■ What to produce
Write the records out again, exactly.
(Data supplied begins)
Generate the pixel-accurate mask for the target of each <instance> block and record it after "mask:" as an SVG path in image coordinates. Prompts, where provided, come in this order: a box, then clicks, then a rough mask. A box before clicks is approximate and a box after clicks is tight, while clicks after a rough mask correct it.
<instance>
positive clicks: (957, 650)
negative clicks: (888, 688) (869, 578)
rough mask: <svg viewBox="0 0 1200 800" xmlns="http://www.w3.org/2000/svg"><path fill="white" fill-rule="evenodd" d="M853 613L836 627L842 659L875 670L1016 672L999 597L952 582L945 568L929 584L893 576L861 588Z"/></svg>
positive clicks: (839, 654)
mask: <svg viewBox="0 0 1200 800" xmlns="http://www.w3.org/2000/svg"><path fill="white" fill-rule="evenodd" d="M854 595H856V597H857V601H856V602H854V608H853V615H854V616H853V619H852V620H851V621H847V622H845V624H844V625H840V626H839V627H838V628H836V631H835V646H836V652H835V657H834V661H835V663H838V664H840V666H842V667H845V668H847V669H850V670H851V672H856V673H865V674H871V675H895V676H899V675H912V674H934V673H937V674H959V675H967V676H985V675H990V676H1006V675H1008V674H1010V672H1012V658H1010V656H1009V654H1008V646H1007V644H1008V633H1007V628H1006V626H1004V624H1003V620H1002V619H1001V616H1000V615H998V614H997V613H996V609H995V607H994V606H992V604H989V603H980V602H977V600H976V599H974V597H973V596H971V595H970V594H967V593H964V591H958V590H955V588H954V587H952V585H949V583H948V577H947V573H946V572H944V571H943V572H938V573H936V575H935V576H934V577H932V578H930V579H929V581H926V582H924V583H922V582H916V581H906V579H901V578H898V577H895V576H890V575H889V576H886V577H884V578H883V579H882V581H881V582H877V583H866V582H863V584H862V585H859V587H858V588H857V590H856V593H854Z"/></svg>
(Data supplied ends)
■ Exercise output
Generate the pixel-accurate mask for the target of each <instance> block and record it after "mask:" as an SVG path in image coordinates. Prompts, where provided, come in this order: a box, then clicks, then a rough mask. A box before clicks is approximate and a box after clicks is tight, while clicks after a rough mask correct it.
<instance>
positive clicks: (957, 650)
negative clicks: (888, 688) (869, 578)
rough mask: <svg viewBox="0 0 1200 800" xmlns="http://www.w3.org/2000/svg"><path fill="white" fill-rule="evenodd" d="M853 613L836 627L842 659L875 670L1016 672L999 597L952 582L945 568L929 584L893 576L861 588Z"/></svg>
positive clicks: (839, 654)
mask: <svg viewBox="0 0 1200 800" xmlns="http://www.w3.org/2000/svg"><path fill="white" fill-rule="evenodd" d="M854 595H856V597H857V601H856V602H854V608H853V615H854V616H853V619H852V620H851V621H847V622H845V624H844V625H840V626H839V627H838V628H836V631H835V646H836V652H835V657H834V661H835V663H838V664H840V666H842V667H845V668H847V669H850V670H851V672H856V673H865V674H871V675H895V676H899V675H912V674H934V673H937V674H959V675H967V676H985V675H990V676H1006V675H1008V674H1010V672H1012V658H1010V656H1009V654H1008V646H1007V644H1008V633H1007V628H1006V626H1004V624H1003V620H1002V619H1001V616H1000V615H998V614H997V613H996V609H995V607H994V606H992V604H989V603H980V602H977V600H976V599H974V597H973V596H971V595H970V594H967V593H964V591H958V590H955V588H954V587H952V585H949V583H948V577H947V573H946V572H944V571H943V572H938V573H936V575H935V576H934V577H932V578H930V579H929V581H926V582H924V583H922V582H916V581H906V579H901V578H898V577H895V576H890V575H889V576H886V577H884V578H883V579H882V581H881V582H877V583H866V582H863V584H862V585H859V587H858V588H857V590H856V593H854Z"/></svg>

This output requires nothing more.